Source text –
──────────

Hi Fredy, Everyone,
I realised my previous reply was sent encrypted, sorry about the noise. Here is the clear content :
Taking back on a wider point of view again, I think temporary and localised/more specific BGP announcements isn't a so bad idea, but I'm the awful example and I can reach most the contents in .ch thru the peering location around my network.
That's also valid for the content I host, or almost because I'm not yet at the point where I can tweak my announcements to all the bigger players in .ch, for instance to that very cooperative cable operator, because they still won't peer with these tiny networks. So I'm already out of that pack of users.
And further more, I also heard that the transit is becoming cheaper than peering, with some LIR/ISP getting it from, let's say HE and Cogent, even if they are based in .ch. I see this becoming a blocking point, if we don't remind the local LIR/ISP that for user experience, we should try to keep traffic local, if possible.
Maybe we should ask the big hosting location in .ch to get free x-connects for the peering ports ?

──────────

Available data –
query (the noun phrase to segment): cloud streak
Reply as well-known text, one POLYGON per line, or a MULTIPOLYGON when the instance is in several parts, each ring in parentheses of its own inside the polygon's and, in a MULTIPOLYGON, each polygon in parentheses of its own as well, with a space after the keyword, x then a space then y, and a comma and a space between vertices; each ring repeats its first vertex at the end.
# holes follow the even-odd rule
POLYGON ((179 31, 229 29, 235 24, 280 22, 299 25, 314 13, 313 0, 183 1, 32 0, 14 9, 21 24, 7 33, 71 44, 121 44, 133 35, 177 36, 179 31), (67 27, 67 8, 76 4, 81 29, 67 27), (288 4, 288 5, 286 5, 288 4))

──────────

Exercise task –
Condense the paragraph of the peering message that begins "And further more, I also heard" into two sentences, keeping its main facts. The lines after the text come from a different source.

Solution below –
Transit is reportedly becoming cheaper than peering, and some LIRs/ISPs based in .ch buy it from providers such as HE and Cogent. The writer sees this as a possible blocking point unless local LIRs/ISPs are reminded that keeping traffic local, where possible, serves user experience.